* _ACTIONS TO TAKE_
(a) Retype the getting-published post exactly, everything from "Our new blogger, Janet" down to "have to do?".
(b) Continue the getting-published post from where it stops.

Wednesday, January 21, 2009

Getting Published

By Laura Crum


Our new blogger, Janet Huntington, who writes the very popular Mugwump Chronicles blog, has suggested that it would be interesting if we wrote about the various paths we took to publication. This is also a question that comes up at virtually every booksigning and talk I’ve ever done. Many readers are interested in finding out how they can get their own writing published, and who can blame them? Before my first mystery novel was published, this was the thing that I wanted to ask any published author I met. How do I get where you are? I want to walk into my local bookstore and see my own name on the spine of one of those books. What do I have to do?

I wish there were an easy answer I could hand you. Do this and that and you have a good chance of getting published. But it isn’t that clear cut. Unfortunately it’s not the more talented writers who get published, necessarily. Though talent is certainly helpful. I would have to say that luck plays as big a part as talent. By this I mean being in the right place at the right time. To quote a line from a Jerry Jeff Walker song, “And luck is mostly attitude and timing.” Maybe, to some degree, we can make our own luck. But some factors are outside our control.

Anyway, I am happy to tell the story of my own route to publication and to give what insights I have on making your own luck. Jami has already done a good job of describing the various avenues to publication that are available today, so I’ll try not to repeat too much of what she said. Essentially there is traditional publishing, comprised of the big “New York” publishers, and the smaller presses, which are located all over the country. Then there are the various forms of internet publishing, including “print on demand” and “ebooks”..etc. Then there is self publishing, where you pay someone to publish your book. This last is not considered being “published” by anyone involved in traditional publishing. That doesn’t make it wrong. But for those of us involved in the publishing trade, being “published” means that somebody pays you for your work; you are not paying them to publish your book.

Any one can publish a book via self publishing if they have the money to pay for it. So, enough said about that. As for the various versions of internet publishing, I know these are growing in popularity, and Mary and Jami, who are published this way, have explained a lot about it. I truly know nothing about this area of publishing, but understand that more and more authors are turning in this direction, due to the current developments in traditional publishing.

* _PROVIDED INFORMATION_

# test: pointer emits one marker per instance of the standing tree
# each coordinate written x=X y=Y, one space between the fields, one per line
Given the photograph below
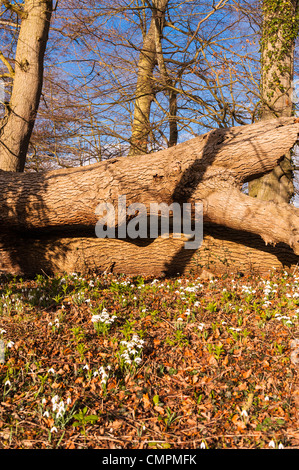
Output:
x=27 y=74
x=145 y=80
x=279 y=32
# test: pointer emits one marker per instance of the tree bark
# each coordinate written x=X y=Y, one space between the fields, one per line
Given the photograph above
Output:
x=279 y=33
x=17 y=125
x=145 y=82
x=59 y=206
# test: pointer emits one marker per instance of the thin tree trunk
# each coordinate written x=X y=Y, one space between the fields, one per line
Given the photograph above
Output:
x=280 y=28
x=145 y=84
x=17 y=125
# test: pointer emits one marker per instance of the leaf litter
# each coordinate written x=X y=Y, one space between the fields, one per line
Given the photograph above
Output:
x=109 y=361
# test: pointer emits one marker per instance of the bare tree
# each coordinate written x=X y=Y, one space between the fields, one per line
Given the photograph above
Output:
x=279 y=32
x=27 y=75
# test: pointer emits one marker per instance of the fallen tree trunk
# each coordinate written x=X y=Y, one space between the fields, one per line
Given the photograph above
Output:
x=52 y=214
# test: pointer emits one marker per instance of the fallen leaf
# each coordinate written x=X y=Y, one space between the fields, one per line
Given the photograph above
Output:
x=247 y=374
x=146 y=401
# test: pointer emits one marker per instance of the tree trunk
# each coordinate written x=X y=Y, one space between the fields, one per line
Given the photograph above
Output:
x=17 y=125
x=145 y=83
x=280 y=28
x=55 y=212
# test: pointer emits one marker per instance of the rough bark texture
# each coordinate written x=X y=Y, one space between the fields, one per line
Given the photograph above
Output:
x=277 y=58
x=48 y=219
x=17 y=125
x=145 y=82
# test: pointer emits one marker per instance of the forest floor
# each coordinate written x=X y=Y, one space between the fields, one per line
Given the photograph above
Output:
x=107 y=362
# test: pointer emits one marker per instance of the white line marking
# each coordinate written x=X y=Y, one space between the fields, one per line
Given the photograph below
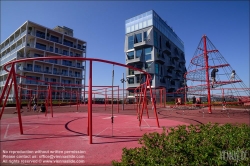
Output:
x=23 y=131
x=146 y=122
x=109 y=117
x=100 y=132
x=5 y=135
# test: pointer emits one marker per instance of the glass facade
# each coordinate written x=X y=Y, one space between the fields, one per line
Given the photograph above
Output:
x=141 y=21
x=151 y=18
x=130 y=55
x=148 y=53
x=130 y=42
x=138 y=53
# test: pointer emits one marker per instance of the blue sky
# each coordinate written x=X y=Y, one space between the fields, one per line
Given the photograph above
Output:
x=102 y=25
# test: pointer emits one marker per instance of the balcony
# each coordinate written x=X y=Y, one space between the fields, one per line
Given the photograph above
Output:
x=142 y=44
x=160 y=58
x=47 y=72
x=27 y=69
x=177 y=77
x=167 y=51
x=168 y=74
x=170 y=64
x=139 y=59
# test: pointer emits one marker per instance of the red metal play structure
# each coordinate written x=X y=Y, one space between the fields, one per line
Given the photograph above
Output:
x=226 y=86
x=11 y=81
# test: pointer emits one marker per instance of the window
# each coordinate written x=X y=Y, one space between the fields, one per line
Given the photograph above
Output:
x=65 y=52
x=54 y=70
x=53 y=61
x=51 y=49
x=156 y=68
x=29 y=66
x=145 y=36
x=54 y=38
x=148 y=53
x=38 y=55
x=37 y=68
x=148 y=65
x=40 y=34
x=155 y=39
x=130 y=72
x=130 y=55
x=131 y=80
x=64 y=72
x=138 y=38
x=67 y=63
x=139 y=79
x=67 y=43
x=41 y=46
x=53 y=80
x=47 y=69
x=138 y=53
x=160 y=42
x=130 y=42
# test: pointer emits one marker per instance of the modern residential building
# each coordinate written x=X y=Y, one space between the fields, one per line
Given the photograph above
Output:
x=34 y=40
x=152 y=45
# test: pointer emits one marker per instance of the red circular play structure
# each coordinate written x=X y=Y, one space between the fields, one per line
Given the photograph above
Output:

* _FINAL RESULTS_
(a)
Our new blogger, Janet Huntington, who writes the very popular Mugwump Chronicles blog, has suggested that it would be interesting if we wrote about the various paths we took to publication. This is also a question that comes up at virtually every booksigning and talk I’ve ever done. Many readers are interested in finding out how they can get their own writing published, and who can blame them? Before my first mystery novel was published, this was the thing that I wanted to ask any published author I met. How do I get where you are? I want to walk into my local bookstore and see my own name on the spine of one of those books. What do I have to do?

(b)
So, on to traditional publishing, which is the only way in which my books have ever been published. First of all, I have to say that my knowledge here is pretty out of date. The time when I was trying to “break in” with my first novel was the early 1990’s, which was a very different climate in the publishing biz. Female protagonist mystery series were just starting to take off and become wildly popular, led by Sue Grafton and Sara Paretsky. There was great demand for new series of this type. You get where I’m going with this. It was an easy time (relatively) to break in.

As a lifelong fan of Dick Francis, a wanna be author, and a trainer of cutting and team roping horses, I had the bright idea to meld these three passions into a mystery series that featured a female horse vet who operated in a world dominated by western horses, much as Dick Francis’ protagonists operated in a world dominated by the steeple chasing he knew so well. I’ll skip all the convolutions I went through to get to this concept; suffice it to say I’d completed three finished manuscripts over a three year period before I wrote the one about Gail McCarthy, the veterinarian.

In those days there was no such thing as internet publishing and very few small presses that specialized in mysteries. Virtually everyone who got published in the mystery field was published by some New York based house or other. But, in those days there were also a great many more independent New York houses to submit to. They hadn’t all been bought out. Last I heard, today there are half a dozen entities that own all the big publishing houses. But I digress.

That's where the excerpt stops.